▸ **Problem**
Your task is to filter the entries and copy every line containing the string "boulder".

▸ **Records for this task**
▼

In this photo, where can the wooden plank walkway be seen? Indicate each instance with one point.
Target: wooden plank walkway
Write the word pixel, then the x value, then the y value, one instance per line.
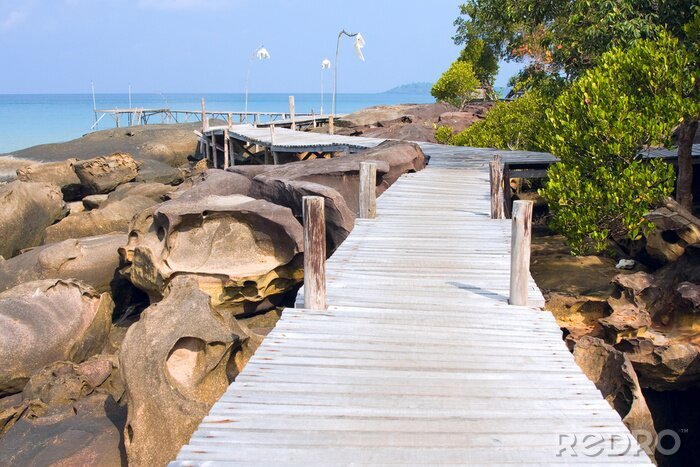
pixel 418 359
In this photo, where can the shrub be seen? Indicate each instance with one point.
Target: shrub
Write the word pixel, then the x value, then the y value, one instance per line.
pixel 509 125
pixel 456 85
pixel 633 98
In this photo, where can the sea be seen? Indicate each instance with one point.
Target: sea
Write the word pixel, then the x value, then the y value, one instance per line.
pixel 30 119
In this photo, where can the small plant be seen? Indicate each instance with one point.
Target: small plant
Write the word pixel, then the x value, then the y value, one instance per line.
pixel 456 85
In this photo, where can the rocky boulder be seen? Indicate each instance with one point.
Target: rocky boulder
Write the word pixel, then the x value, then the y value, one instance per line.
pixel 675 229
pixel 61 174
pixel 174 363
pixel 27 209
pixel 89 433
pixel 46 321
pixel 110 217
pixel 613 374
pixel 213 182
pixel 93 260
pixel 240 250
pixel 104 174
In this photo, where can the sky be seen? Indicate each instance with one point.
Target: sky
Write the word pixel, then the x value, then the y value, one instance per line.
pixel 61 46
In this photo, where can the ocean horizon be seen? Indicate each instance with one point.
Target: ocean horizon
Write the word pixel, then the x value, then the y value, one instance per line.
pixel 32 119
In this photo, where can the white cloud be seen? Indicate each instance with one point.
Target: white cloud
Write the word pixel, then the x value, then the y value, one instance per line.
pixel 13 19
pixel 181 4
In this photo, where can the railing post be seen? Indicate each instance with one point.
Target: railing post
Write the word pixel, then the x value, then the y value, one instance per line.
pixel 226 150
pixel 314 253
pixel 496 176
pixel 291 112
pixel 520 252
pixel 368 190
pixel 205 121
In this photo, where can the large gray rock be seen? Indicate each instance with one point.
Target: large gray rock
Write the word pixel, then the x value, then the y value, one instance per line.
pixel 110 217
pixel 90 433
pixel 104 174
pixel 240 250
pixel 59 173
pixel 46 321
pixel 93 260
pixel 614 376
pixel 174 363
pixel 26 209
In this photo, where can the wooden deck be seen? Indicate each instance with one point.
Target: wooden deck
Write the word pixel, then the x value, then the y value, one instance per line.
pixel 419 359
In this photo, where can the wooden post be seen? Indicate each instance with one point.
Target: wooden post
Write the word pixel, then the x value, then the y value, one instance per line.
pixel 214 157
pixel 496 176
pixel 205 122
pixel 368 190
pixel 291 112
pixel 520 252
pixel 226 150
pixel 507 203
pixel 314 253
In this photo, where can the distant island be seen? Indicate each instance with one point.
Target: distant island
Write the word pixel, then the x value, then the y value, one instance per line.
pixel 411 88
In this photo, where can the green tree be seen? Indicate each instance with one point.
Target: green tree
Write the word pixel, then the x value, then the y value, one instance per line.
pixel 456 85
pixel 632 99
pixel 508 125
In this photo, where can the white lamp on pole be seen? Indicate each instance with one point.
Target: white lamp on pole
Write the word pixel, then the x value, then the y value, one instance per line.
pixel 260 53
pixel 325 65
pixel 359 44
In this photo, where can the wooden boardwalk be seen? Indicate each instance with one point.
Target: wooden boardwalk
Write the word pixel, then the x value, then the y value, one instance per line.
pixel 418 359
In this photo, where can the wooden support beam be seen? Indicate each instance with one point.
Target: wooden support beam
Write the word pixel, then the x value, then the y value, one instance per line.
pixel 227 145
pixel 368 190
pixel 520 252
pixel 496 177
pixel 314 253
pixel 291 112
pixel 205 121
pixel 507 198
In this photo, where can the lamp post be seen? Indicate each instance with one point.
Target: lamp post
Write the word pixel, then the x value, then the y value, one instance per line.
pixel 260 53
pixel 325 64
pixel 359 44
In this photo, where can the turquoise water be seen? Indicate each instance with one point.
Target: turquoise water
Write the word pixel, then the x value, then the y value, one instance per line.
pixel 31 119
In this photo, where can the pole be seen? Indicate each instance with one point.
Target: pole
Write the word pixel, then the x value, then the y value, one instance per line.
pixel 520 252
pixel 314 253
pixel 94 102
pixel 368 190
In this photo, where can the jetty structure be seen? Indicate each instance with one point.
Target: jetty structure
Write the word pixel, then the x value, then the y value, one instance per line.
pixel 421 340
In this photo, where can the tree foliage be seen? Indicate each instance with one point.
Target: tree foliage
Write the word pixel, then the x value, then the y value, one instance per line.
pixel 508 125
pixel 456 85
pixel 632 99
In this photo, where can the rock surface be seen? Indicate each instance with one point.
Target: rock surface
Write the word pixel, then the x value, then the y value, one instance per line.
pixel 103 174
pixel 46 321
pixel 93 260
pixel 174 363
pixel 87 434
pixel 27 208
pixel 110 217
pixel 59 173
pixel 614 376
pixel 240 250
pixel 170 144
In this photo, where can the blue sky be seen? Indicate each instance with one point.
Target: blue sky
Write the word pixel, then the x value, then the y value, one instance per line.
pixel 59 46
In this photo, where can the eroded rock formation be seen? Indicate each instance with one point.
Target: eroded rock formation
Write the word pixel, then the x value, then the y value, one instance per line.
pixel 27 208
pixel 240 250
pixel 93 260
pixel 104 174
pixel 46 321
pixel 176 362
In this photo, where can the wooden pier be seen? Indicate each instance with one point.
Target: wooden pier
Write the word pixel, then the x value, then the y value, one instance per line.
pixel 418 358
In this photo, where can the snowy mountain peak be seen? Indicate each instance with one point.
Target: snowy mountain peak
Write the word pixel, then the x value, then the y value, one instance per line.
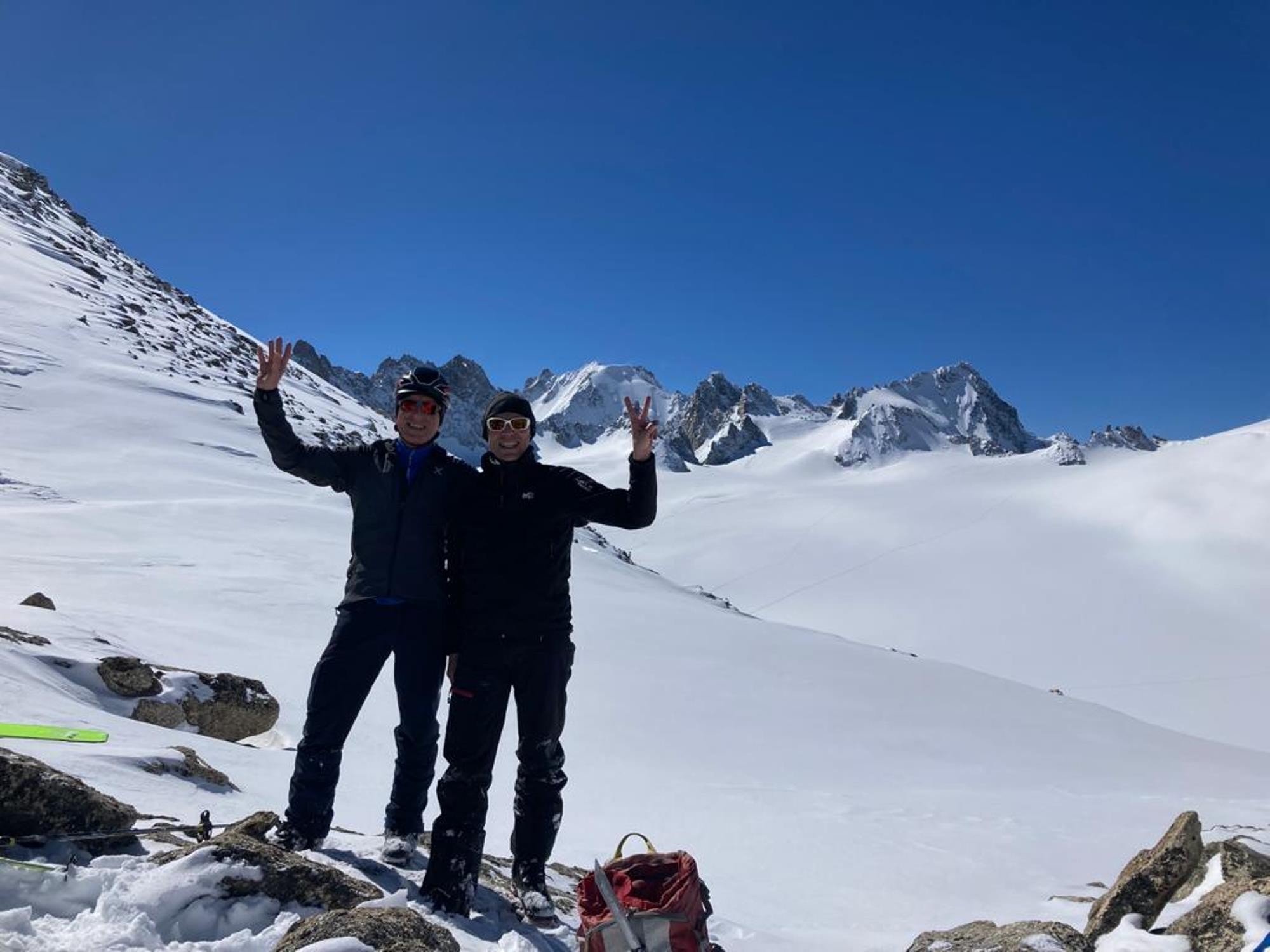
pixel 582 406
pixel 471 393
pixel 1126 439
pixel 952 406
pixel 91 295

▲

▸ **Response**
In this photo, where can the rocky boulder be seen? Indicate each instance with one point.
Target: rocky boulder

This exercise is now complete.